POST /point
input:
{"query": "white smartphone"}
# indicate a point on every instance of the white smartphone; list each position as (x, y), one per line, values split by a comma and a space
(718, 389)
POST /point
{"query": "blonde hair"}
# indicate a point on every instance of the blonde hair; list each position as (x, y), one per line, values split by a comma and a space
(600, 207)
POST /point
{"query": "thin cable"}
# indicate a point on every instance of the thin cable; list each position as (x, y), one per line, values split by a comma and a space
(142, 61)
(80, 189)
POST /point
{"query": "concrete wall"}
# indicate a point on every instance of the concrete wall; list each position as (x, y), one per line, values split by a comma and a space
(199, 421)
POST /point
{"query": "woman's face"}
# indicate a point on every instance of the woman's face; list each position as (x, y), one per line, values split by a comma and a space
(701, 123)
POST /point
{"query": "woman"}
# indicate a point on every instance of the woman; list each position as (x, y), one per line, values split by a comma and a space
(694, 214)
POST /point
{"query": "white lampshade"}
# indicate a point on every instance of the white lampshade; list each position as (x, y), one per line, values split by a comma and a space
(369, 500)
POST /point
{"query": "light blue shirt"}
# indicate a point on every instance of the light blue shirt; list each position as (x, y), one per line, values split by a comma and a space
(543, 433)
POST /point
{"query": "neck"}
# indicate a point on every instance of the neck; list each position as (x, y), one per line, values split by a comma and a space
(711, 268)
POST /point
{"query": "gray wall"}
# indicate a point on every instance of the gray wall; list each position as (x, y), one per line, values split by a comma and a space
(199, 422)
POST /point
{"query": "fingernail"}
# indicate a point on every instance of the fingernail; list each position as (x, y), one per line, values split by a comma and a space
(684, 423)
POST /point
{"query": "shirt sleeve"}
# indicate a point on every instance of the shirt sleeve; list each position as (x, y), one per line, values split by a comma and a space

- EXERCISE GOAL:
Among the records above, find the lines that contain "query" and copy every one.

- YOUR SOLUTION:
{"query": "white smartphone"}
{"query": "blonde hair"}
{"query": "thin cable"}
{"query": "concrete wall"}
{"query": "woman's face"}
{"query": "woman"}
{"query": "white lampshade"}
{"query": "light blue shirt"}
{"query": "neck"}
{"query": "gray wall"}
{"query": "fingernail"}
{"query": "shirt sleeve"}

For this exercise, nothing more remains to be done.